>> START Entries

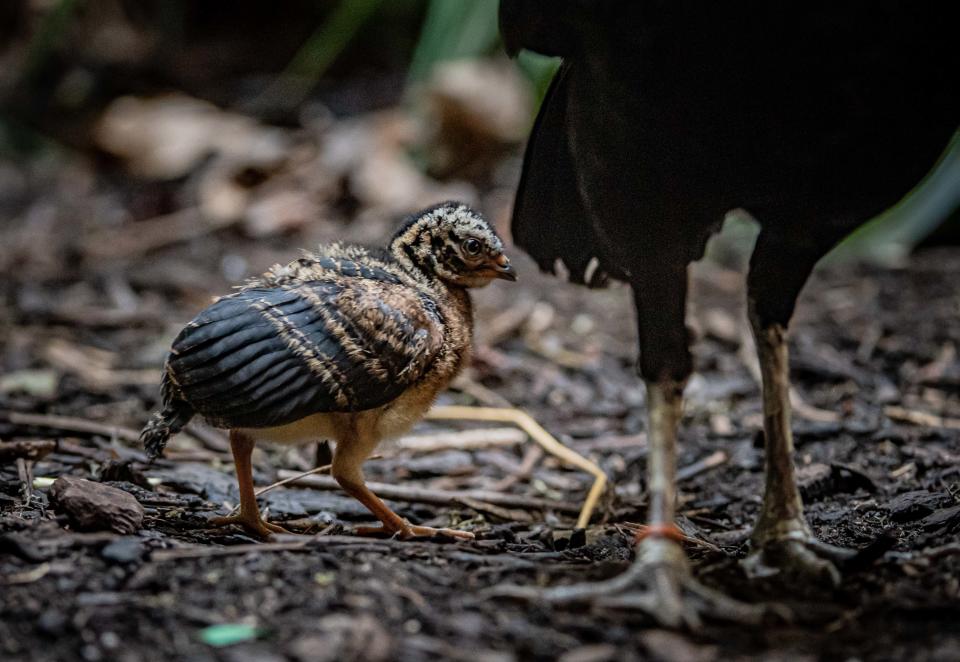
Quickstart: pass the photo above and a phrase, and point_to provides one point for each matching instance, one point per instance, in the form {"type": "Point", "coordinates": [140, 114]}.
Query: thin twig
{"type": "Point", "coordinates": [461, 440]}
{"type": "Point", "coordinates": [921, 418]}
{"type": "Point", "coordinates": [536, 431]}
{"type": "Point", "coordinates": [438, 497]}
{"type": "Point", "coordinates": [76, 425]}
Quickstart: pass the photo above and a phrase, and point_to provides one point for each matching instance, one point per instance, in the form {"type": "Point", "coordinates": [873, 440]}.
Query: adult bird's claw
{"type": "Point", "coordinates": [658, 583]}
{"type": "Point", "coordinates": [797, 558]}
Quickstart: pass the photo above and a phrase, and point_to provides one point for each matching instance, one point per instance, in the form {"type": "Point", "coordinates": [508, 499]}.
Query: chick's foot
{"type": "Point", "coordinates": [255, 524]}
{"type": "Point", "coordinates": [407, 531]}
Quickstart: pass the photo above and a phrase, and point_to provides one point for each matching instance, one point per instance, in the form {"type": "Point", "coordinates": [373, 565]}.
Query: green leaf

>> END Entries
>> START Entries

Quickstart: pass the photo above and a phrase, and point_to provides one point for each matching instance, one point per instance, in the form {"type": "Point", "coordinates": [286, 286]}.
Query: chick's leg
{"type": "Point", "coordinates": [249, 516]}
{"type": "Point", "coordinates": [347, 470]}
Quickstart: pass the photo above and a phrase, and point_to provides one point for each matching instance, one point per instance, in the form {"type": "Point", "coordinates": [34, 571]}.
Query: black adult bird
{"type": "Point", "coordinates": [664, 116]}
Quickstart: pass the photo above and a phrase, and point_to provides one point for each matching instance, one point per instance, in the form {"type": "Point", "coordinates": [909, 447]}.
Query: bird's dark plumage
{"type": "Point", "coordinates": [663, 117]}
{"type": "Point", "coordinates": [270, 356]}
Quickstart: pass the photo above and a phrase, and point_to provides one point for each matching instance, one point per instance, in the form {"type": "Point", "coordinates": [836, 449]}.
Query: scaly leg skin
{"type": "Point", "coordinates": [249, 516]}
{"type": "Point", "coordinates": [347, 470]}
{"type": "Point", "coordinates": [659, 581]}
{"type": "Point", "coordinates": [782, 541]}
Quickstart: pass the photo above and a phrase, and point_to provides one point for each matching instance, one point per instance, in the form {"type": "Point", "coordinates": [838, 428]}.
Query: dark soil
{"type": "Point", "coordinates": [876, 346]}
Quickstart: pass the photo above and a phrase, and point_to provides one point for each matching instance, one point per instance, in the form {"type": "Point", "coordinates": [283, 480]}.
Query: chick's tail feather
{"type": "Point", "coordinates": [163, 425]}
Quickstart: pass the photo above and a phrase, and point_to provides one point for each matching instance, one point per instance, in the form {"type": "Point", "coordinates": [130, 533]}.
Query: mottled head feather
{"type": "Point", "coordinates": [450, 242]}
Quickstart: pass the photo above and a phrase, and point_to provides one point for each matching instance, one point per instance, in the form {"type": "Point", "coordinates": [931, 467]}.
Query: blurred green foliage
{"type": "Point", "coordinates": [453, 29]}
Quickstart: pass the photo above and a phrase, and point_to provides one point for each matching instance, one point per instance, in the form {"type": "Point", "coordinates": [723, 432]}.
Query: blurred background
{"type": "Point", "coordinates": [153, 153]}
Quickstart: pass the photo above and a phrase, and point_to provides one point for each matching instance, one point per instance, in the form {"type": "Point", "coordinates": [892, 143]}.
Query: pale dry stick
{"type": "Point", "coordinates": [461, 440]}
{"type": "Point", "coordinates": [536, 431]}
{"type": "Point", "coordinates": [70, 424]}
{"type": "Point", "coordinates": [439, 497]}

>> END Entries

■ Task directions:
Pull out each line in the rows above that contains the word "green".

■ Correct answer:
Query: green leaf
Query: blurred green foliage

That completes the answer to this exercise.